[Records drawn from a dataset]
++++++

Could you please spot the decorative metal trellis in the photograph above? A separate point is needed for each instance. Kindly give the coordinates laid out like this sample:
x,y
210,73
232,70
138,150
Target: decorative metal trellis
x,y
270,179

++++++

* **Task description**: Transcribe the records above in full, exactly as they stand.

* **Response box**:
Could you please spot the decorative metal trellis in the photograph above? A separate point is needed for each instance. Kindly give the coordinates laid out like this sample:
x,y
210,73
232,70
138,150
Target: decorative metal trellis
x,y
270,179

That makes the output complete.